What this task involves: There is a line below that contains "Please put a point on the wooden bench". Please reproduce it and all following lines exactly, through the final one.

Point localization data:
------------------------------------------------

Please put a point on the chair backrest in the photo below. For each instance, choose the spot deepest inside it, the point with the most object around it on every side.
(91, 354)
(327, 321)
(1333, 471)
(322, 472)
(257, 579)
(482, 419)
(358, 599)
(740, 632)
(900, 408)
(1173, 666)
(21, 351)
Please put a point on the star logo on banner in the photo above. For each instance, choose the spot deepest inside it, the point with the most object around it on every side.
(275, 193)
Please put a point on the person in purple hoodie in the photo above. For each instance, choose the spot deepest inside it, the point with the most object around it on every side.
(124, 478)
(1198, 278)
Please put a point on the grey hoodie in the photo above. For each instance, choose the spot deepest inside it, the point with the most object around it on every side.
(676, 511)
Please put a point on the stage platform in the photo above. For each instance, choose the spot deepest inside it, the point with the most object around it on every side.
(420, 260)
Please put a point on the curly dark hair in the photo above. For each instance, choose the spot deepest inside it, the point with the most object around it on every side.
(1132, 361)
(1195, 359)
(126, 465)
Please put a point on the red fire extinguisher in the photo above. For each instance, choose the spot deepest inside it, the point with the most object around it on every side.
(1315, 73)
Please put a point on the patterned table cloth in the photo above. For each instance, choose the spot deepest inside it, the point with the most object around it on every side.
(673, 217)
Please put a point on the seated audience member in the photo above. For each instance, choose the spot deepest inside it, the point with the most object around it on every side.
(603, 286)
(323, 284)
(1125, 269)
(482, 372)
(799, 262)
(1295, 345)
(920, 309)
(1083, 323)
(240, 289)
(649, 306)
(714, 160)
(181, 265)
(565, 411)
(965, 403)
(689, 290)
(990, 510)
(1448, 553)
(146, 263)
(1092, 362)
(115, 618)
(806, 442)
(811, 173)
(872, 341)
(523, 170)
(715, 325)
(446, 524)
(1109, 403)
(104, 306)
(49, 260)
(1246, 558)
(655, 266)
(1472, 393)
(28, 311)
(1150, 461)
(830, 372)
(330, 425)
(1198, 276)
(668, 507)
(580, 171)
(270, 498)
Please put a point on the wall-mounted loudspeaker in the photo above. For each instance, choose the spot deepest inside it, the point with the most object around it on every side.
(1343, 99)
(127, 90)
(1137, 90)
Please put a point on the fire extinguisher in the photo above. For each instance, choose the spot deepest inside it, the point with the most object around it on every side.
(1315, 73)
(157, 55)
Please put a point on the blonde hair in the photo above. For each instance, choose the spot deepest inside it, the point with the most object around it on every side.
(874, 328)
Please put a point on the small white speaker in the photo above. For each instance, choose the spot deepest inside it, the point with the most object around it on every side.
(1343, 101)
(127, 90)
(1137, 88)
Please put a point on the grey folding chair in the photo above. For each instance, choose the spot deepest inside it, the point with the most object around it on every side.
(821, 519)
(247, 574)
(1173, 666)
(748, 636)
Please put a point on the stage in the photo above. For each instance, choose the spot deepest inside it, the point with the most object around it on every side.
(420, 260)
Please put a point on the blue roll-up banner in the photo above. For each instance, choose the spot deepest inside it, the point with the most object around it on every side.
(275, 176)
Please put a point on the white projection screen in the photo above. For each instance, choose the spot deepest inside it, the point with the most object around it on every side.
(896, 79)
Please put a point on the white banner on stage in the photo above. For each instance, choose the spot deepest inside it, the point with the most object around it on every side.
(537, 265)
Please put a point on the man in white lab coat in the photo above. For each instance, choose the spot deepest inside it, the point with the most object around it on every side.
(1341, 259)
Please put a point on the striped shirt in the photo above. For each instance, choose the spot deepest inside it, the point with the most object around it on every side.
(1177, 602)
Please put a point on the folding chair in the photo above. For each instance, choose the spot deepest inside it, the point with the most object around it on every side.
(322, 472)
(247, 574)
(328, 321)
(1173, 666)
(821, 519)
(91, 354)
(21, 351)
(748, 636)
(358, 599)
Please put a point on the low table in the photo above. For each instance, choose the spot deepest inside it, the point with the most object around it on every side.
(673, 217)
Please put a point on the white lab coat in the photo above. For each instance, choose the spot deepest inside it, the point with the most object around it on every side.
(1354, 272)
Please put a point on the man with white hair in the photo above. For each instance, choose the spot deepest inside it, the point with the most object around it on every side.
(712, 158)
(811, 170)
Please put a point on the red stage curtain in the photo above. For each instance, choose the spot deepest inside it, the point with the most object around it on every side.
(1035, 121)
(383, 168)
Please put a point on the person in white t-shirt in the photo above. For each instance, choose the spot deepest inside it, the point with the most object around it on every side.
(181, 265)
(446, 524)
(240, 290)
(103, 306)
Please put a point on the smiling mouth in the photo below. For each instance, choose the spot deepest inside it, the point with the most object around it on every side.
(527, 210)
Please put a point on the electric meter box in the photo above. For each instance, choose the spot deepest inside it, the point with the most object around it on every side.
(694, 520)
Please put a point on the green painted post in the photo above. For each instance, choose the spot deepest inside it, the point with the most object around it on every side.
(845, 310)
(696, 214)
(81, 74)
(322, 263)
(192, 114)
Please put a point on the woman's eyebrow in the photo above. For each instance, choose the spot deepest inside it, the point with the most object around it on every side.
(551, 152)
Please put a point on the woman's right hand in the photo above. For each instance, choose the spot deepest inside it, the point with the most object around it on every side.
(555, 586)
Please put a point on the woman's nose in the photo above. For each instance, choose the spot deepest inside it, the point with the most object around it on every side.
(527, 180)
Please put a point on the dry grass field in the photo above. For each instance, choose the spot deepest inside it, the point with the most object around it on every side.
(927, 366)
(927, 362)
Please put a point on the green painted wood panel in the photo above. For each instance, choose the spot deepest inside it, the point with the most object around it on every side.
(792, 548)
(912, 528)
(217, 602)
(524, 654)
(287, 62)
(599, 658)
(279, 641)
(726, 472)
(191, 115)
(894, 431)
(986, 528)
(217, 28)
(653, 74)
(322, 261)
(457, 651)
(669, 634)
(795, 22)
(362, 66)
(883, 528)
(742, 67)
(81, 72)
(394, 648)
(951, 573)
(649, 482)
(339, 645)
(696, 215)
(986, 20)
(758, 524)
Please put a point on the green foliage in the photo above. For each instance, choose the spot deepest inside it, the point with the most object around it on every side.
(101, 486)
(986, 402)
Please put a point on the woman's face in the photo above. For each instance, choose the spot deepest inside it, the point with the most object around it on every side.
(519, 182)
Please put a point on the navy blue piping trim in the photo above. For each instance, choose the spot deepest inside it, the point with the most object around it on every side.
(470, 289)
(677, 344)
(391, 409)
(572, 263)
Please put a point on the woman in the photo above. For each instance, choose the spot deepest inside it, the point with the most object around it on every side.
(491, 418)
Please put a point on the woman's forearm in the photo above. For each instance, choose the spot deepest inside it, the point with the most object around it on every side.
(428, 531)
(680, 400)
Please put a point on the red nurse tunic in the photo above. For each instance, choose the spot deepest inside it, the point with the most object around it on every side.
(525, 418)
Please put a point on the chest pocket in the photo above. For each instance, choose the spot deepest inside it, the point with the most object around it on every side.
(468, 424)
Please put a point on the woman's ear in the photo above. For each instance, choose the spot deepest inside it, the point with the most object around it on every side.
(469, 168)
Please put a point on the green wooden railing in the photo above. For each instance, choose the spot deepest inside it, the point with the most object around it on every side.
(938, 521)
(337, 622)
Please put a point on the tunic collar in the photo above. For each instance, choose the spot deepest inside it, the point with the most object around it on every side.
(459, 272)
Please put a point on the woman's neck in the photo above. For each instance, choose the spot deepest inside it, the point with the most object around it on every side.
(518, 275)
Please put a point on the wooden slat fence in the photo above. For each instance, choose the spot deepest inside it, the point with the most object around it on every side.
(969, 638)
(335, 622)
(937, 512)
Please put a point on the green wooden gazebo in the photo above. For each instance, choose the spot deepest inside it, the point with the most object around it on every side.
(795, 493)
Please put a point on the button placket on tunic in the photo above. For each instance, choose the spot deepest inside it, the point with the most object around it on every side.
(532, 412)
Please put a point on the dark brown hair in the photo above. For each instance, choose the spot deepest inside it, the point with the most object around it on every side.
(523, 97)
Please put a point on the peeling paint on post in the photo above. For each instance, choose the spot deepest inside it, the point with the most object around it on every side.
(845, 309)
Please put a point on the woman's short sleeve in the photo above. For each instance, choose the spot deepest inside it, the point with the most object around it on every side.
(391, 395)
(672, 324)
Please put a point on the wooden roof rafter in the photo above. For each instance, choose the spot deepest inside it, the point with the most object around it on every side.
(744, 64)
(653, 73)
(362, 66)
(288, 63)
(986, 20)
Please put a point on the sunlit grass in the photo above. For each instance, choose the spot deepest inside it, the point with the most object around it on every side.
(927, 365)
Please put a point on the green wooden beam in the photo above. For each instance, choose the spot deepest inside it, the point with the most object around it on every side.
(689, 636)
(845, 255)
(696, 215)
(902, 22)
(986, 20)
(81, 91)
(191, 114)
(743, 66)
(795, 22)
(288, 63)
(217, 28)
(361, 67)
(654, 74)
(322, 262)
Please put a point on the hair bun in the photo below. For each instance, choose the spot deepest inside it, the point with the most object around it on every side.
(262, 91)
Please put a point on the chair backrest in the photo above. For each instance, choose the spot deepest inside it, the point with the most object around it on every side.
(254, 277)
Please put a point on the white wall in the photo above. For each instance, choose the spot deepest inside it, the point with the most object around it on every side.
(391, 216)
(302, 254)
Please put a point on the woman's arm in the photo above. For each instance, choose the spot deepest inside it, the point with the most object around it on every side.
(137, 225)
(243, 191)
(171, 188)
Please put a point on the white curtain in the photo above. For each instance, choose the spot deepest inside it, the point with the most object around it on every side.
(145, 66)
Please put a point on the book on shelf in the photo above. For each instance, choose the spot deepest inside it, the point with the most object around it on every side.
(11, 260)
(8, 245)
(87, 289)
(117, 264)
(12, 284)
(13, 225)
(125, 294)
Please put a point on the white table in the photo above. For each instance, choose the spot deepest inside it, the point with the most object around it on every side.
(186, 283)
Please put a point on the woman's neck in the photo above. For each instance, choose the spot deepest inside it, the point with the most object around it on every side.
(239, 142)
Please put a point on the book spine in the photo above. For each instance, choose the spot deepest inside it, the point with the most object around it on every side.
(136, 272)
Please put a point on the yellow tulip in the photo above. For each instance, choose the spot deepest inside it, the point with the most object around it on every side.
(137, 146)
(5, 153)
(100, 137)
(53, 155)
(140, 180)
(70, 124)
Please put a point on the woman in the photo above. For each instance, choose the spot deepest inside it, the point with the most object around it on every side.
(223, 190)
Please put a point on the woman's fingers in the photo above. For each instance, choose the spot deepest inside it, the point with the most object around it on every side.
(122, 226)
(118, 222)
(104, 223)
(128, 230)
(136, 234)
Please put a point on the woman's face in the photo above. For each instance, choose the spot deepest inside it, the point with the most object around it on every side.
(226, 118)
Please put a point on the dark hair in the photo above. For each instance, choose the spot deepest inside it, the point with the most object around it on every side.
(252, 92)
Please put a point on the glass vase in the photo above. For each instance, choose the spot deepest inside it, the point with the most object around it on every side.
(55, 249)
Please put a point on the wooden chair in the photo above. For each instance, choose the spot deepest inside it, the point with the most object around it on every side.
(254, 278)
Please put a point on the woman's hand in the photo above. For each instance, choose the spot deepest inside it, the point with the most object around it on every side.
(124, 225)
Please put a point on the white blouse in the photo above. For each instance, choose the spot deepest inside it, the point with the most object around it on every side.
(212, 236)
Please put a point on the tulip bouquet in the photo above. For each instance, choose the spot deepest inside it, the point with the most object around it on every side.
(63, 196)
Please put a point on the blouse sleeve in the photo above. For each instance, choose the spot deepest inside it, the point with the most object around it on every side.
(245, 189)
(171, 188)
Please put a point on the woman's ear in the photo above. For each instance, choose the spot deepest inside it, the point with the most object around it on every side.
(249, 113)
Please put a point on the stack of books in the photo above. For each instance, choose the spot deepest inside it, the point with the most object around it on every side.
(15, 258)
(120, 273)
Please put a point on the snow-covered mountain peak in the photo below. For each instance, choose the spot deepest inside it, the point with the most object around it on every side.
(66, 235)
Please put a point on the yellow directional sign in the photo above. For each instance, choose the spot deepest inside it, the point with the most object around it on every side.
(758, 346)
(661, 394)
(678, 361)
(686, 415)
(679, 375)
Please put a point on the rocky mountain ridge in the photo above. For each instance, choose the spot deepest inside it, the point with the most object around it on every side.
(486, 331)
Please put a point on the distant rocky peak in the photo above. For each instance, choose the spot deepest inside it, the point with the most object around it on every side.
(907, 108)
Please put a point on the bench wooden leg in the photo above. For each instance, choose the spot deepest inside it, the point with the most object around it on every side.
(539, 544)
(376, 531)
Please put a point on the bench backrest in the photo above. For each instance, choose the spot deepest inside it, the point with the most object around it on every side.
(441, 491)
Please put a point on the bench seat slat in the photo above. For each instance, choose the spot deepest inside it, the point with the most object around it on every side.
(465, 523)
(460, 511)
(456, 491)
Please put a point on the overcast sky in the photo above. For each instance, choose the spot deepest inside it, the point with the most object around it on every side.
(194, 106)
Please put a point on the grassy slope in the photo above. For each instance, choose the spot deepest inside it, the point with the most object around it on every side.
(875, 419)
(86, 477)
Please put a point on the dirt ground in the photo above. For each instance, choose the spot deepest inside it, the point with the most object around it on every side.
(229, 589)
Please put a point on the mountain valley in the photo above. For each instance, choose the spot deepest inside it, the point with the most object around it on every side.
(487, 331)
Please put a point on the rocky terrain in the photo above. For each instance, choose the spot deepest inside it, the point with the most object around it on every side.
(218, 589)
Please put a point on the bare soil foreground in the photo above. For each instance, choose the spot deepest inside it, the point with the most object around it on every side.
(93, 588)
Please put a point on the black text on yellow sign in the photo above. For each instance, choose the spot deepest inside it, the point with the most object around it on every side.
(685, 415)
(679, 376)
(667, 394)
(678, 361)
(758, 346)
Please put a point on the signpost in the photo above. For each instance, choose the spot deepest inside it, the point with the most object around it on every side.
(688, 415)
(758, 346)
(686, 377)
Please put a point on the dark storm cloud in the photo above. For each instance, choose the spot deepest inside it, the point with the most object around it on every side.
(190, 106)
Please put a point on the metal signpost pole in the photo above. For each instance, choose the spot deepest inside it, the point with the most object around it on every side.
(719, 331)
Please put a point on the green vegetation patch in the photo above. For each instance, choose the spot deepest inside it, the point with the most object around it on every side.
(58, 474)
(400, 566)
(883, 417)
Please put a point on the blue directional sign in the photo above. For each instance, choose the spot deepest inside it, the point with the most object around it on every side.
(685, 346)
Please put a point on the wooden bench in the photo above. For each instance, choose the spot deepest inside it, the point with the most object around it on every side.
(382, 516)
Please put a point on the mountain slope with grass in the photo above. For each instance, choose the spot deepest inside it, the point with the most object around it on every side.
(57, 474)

------------------------------------------------

Answer box:
Please put a point on the wooden bench in the photo above. For each instance, choose the spot deepest inside it, the point with the most object around it on every side.
(382, 516)
Please put a point on the mountain slope with grass in the photo above. For each instance, choose the spot deepest inside it, the point with the most object around it on every side.
(57, 474)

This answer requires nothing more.